*EXTRACTED ENTRIES:*
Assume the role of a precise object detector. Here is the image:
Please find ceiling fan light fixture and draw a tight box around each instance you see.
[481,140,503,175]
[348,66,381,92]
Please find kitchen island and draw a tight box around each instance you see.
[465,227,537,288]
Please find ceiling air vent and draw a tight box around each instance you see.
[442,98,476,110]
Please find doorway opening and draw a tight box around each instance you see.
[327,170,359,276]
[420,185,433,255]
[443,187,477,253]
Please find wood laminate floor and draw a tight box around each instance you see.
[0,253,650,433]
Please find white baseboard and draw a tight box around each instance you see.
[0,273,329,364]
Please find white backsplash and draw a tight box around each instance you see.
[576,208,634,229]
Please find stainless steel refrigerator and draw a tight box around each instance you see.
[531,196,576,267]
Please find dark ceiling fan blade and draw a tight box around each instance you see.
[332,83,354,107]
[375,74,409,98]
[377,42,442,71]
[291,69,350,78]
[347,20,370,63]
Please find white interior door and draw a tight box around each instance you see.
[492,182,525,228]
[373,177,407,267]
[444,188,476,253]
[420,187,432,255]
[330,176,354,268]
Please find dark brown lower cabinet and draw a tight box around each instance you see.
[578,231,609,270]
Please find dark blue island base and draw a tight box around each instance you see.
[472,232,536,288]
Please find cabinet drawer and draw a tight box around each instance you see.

*WHAT YOU WILL DO:*
Copy all of the entries above word for word, keeping them in the same order.

*SOLUTION TO THE EXERCISE:*
Assume the role of a precise object detector. Here is the image:
Please find ceiling fan light fixture and draw a tight box around each instance you see.
[481,140,503,175]
[348,66,381,92]
Please find kitchen island and draw a tight box around each instance you see.
[465,227,537,288]
Please find ceiling air vent and draw a tight box around each instance you see.
[442,98,476,110]
Please find doorway opening and draw a tight box around each instance you see.
[327,170,359,276]
[420,185,433,255]
[443,187,477,253]
Please find wood laminate floor and draw a tight box around each instance you see.
[0,253,650,433]
Please find white baseboard and draw a tight box around each instance you see.
[0,273,329,364]
Please find white backsplash and draw a tight box around each instance you see.
[576,208,634,229]
Please find stainless steel refrigerator and draw a tight box around each instance you see.
[531,196,576,267]
Please find dark ceiling fan blade and draw a tight box around each instance you see.
[332,83,354,107]
[375,74,409,98]
[377,42,442,71]
[291,69,350,78]
[347,20,370,63]
Please find white interior door and draw a tight box around each instance you see.
[492,182,525,228]
[373,177,407,267]
[444,188,476,253]
[420,187,432,255]
[330,176,354,268]
Please find dark brown lower cabinet and draw a tight box around each instance you see.
[578,231,609,270]
Please find dark blue island base and draw a tight box around each instance you see.
[472,232,536,288]
Please find cabinet drawer and draw a tight box around each instance you see.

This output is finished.